SUPPLIED ENTRIES:

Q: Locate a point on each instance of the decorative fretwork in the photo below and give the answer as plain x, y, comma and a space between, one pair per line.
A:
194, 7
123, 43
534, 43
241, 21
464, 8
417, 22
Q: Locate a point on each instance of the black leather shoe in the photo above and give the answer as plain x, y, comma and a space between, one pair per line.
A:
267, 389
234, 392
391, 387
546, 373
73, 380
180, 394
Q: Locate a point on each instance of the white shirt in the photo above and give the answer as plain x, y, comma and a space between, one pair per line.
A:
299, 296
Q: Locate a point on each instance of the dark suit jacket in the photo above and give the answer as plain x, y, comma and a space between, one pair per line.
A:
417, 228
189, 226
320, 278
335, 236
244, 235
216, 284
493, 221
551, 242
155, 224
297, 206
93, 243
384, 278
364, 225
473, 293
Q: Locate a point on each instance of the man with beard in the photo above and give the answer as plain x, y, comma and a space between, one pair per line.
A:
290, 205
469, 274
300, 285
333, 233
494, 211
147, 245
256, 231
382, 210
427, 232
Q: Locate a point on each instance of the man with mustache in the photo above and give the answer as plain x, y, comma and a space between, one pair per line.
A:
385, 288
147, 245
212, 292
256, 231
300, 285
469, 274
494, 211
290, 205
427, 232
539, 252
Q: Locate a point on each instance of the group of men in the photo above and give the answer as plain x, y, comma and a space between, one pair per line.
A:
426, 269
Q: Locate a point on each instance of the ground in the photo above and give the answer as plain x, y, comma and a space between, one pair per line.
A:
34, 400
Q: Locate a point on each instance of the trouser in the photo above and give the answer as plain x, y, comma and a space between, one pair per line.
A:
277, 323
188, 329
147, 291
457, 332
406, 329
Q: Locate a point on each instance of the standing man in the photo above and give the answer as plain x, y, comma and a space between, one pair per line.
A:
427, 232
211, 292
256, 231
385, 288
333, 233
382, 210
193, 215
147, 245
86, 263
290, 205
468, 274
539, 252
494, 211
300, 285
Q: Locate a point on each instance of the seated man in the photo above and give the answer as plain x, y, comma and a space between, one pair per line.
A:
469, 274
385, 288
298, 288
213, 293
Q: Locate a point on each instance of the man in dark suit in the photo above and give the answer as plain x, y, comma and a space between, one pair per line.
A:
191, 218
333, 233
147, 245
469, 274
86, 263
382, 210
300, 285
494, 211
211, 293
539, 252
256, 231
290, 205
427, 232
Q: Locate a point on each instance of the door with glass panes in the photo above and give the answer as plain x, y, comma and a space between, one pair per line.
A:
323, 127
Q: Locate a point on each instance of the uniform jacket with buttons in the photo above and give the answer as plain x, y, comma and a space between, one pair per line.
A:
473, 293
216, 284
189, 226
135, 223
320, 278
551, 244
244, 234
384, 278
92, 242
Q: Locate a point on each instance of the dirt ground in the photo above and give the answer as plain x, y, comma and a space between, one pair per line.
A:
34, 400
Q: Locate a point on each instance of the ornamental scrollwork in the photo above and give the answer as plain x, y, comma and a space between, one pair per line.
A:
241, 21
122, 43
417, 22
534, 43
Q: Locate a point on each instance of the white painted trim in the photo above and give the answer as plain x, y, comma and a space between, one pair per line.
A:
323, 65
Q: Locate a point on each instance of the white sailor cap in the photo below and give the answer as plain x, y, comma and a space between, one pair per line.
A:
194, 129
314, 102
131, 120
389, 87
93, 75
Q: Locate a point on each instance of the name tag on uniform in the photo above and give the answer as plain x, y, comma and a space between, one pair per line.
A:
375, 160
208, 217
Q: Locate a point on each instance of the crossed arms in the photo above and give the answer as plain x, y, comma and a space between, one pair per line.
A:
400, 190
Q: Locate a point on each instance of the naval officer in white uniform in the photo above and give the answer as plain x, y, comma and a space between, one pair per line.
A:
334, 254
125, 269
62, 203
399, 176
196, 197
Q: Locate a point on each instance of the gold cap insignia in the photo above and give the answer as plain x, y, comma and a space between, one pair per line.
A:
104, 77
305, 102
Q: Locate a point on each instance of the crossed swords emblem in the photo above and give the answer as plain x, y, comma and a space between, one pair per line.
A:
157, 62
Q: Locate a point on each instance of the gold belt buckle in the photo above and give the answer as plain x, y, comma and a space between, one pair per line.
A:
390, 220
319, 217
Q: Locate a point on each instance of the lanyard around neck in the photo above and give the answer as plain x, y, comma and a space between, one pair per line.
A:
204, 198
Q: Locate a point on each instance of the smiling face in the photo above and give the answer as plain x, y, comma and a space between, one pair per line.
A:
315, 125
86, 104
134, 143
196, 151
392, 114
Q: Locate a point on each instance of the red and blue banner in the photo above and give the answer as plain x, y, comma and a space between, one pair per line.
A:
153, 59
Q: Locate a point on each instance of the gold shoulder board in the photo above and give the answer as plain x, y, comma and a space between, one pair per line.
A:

TASK STATEMENT:
Retype all of the material, keeping each line exact.

ANSWER TO THIS TASK:
Q: Locate a point on each instance of the decorative fretwork in the photo below and give the answer as plain x, y, comma and a space between, one pair per line.
A:
194, 7
123, 43
534, 43
241, 21
464, 8
417, 22
Q: Locate a point on each instance of the black leather shoe in the photo above and give the answer as plain x, y, comma and a space between, one pair per line.
A:
267, 389
234, 392
391, 387
546, 373
73, 380
180, 394
Q: Locate a point on each instance of the white shirt in the photo above and give the answer as plain x, y, comma and a space between, one pair per line.
A:
299, 296
Q: Locate a point on each instance of the dark suit jacket in the photo above and give the answer as plain x, y, comma and a space between, one pair per line.
A:
417, 228
189, 226
320, 278
335, 236
244, 235
216, 284
493, 221
551, 242
155, 224
297, 206
93, 243
384, 278
364, 225
473, 293
Q: Locate a point on each instance of the man with beard in the photo above and give the answer as plain x, y, comma and a space between, one pair per line.
A:
290, 205
469, 274
300, 285
333, 233
494, 211
147, 245
256, 231
382, 210
427, 232
Q: Locate a point on each instance of the man with mustache in the photo above and give the answer as plain x, y, comma and a space between, one pair per line.
A:
385, 288
147, 245
212, 292
256, 231
300, 285
469, 274
494, 211
290, 205
427, 232
539, 252
Q: Locate a point on each instance of the group of men in the photo above and give the answer as plain x, y, comma and a space between, one pair per line.
A:
426, 269
Q: Locate a point on each instance of the ground in the photo above and give the answer as plain x, y, comma and a space between, one pair per line.
A:
34, 400
Q: Locate a point on each instance of the trouser in the photo above and give the answer as plain x, y, comma and a space between, one pair per line.
A:
277, 323
188, 329
147, 291
457, 332
406, 329
Q: Locate a point on each instance of the standing man in the photo above and give the answer as plain x, y, comma and a space between, one pair per line.
A:
427, 232
211, 292
256, 231
385, 288
333, 233
382, 210
193, 215
147, 245
86, 263
290, 205
468, 274
539, 252
494, 211
300, 285
Q: Locate a point on each instance of the seated man in the photo above and give the answer as plain x, y, comma and a space between, one pair per line.
A:
469, 274
385, 288
298, 288
213, 293
Q: Locate a point on each instance of the man in dark suit in the photo above and give the answer as plain x, y, comma and a space between, one pair per line.
A:
191, 218
333, 233
147, 245
469, 274
86, 263
382, 210
300, 285
494, 211
211, 293
539, 252
256, 231
290, 205
427, 232
Q: Locate a point on each instance of the door with glass panes in the photo above and give the answer as plain x, y, comma and a space between, one pair per line.
A:
323, 127
Q: Locate a point on each instance of the uniform jacket with buttons in the photo above and give the answer as plain x, y, comma and a space between, one pair per line.
A:
473, 293
216, 284
189, 226
135, 223
320, 278
551, 244
244, 234
384, 278
92, 242
Q: Locate a point on each instance of the dirt ground in the photo above and give the answer as plain x, y, comma and a space between, one pair per line.
A:
34, 400
Q: Locate a point on each instance of the ornamental scrollwork in the photo above and give the answer as plain x, y, comma and a space between, one pair per line.
A:
241, 21
122, 43
417, 22
534, 43
Q: Locate a point on each instance of the white painted trim in the photo above and give the answer as plain x, y, comma and a space between, one pair per line.
A:
323, 65
Q: Locate a point on each instance of the white sailor cap in the photo below and give the answer as plain x, y, comma and a space between, one pair per line.
A:
194, 129
314, 102
131, 120
389, 87
93, 75
Q: Locate a point on each instance of the name tag on uniform in the photo above and give the answer as plain x, y, comma and a space between, one pair per line.
A:
375, 160
208, 217
Q: Locate a point on each instance of the crossed arms in the photo above and give the answer as plain x, y, comma and a space between, one pair per line.
A:
400, 190
Q: Locate a point on each instance of the naval officer in white uniform in the photo above and give the answer as plain x, y, comma and a space between, one pair per line.
A:
334, 254
125, 269
62, 203
399, 176
196, 197
Q: Locate a point on each instance of the gold cap insignia in the photo above and give the answer as plain x, y, comma and a space between, one pair per line.
A:
104, 77
305, 102
Q: Locate a point on each instance of the crossed swords emblem in the photo above and give the answer as plain x, y, comma and a space between, one pair per line.
A:
157, 62
Q: Locate a point on each instance of the gold belt buckle in the photo above and give the answer as plain x, y, comma and a space between, one pair per line.
A:
390, 220
319, 217
Q: Locate a point on each instance of the lanyard around neck in the photo above and give the answer as plain x, y, comma and a space between, one pair per line.
A:
204, 198
Q: Locate a point on each instance of the smiling face in the photo above and give the answer as plain x, y, comma and a space between, one pair per line.
A:
315, 125
86, 104
134, 143
196, 151
392, 114
Q: Locate a point on each instance of the red and blue banner in the photo above and give the answer as plain x, y, comma and a space between, one pair per line.
A:
153, 59
Q: Locate a point on each instance of the gold shoulder board in the photo above and give the answer as plain x, y, comma and a space between, one pair per line.
A:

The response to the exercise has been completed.